→ Task details:
Render this sentence from the baking transcript in Spanish: "The big mistake in making chocolate ganache is to get the chocolate too hot."
━━ Passage shown ━━
And don't forget, you've probably had a huge turkey, stuffing,
roast potatoes, cranberry, the whole thing.
And you want something that you can nibble on,
this sounds perfect for that.
I think this is a pleasant change.
Beat the ingredients on a high speed until they are well blended.
Then spoon into a deep 20cm cake tin,
greased and lined with baking parchment.
Paul, I'd level that off absolutely flat,
and the paper's above the tin because, once this is baked,
I'm going to put chocolate ganache on the top
and it'll go up against the rim and it'll make a very clean finish
-when I pull off the paper.
Bake your Madeira cake in a preheated oven at 160 degrees fan.
It'll take about an hour,
but it's a good idea to check the cake after 45 minutes,
and cover the top with foil
if it looks like it's browning too quickly.
Looking at it, it looks well risen
and it's just shrinking away from the sides of the tin just a little.
So, I'm going to leave that to get cold, I'll put it up here.
And then if you'd be kind enough to go to the fridge
and there's 300ml of double cream
and I'm going to heat that ready for the ganache.
So in that goes.
Once the cream is very hot but not bubbling,
remove from the heat and add 400g of plain chocolate.
If you don't want your ganache to be too bitter,
it's best to stick to a chocolate with a cocoa content of around 40%.
Right, now the heat of the cream will melt that chocolate.
Remember, as I'm sure you've heard me say before,
chocolate melts in a child's pocket.
The big mistake in making chocolate ganache
is to get the chocolate too hot.
And then it'll go granular, has all sorts of problems.
Keeping the temperature low makes it work.
Now already that is...
Well, you can see, it looks pretty sort of curdled now.
But I can assure you it's not, just go on working it together.
Keep stirring your chocolate and cream until they blend together
in a smooth, silky ganache.
Now you can see that shiny, glossy, no air bubbles in it, just perfect.
And because we've got that collar all the way round,
it will set level over the top.
Once your cake has completely cooled,
pour the ganache over the top.
The chocolate should settle evenly to give a smooth, level surface.
What I'm looking for is a beautiful, shiny top.
And I'm going to leave that to set
and while that's setting I'm going to make the decoration.
So now to the marzipan leaves that I'm going to do.
When I was looking at some of the original Tunis cakes,
they're all decorated with different fruits made out of marzipan.
You could make Father Christmases and all sorts of other things
if you're good at moulding,
but I quite like the idea of just having leaves
and then if we've got some green colouring...
And I thought you could get your hands green rather than me.
Oh, thank you. If my hands go green, Mary....
Actually, when you get the colouring on your hands...
-Yes, like this.
-..lemon juice will get it off.
Oh, thanks very much, will you get some lemon juice for me, Mary?
I'll get it all ready for you and I also will show you it comes off.
-That looks brilliant.
I know you're going to complain, if you go to the sink
while I'm just rolling this out
-you'll be able to get all that colour off.
-Will it all come off?
I think it will. Go and have a jolly good try, anyway.
━━━
━━ Extracted records ━━
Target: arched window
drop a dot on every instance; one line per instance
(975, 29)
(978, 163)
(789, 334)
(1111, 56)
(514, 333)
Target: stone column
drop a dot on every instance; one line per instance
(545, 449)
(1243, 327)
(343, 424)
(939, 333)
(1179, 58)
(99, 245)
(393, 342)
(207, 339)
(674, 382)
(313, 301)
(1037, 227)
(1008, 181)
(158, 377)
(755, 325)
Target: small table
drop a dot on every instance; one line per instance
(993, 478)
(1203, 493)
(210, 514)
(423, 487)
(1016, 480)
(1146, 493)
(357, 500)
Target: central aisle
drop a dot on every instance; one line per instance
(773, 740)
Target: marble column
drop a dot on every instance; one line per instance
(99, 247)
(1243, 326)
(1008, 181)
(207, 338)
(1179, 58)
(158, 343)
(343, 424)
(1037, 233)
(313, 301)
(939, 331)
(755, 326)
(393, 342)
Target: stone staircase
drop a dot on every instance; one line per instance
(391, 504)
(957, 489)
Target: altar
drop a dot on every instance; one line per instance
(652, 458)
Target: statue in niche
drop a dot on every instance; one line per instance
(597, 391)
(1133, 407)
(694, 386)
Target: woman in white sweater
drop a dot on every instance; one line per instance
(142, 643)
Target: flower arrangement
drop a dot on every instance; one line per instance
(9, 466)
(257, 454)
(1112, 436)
━━━
→ Solution for this problem:
El gran error al hacer ganache de chocolate es calentar demasiado el chocolate.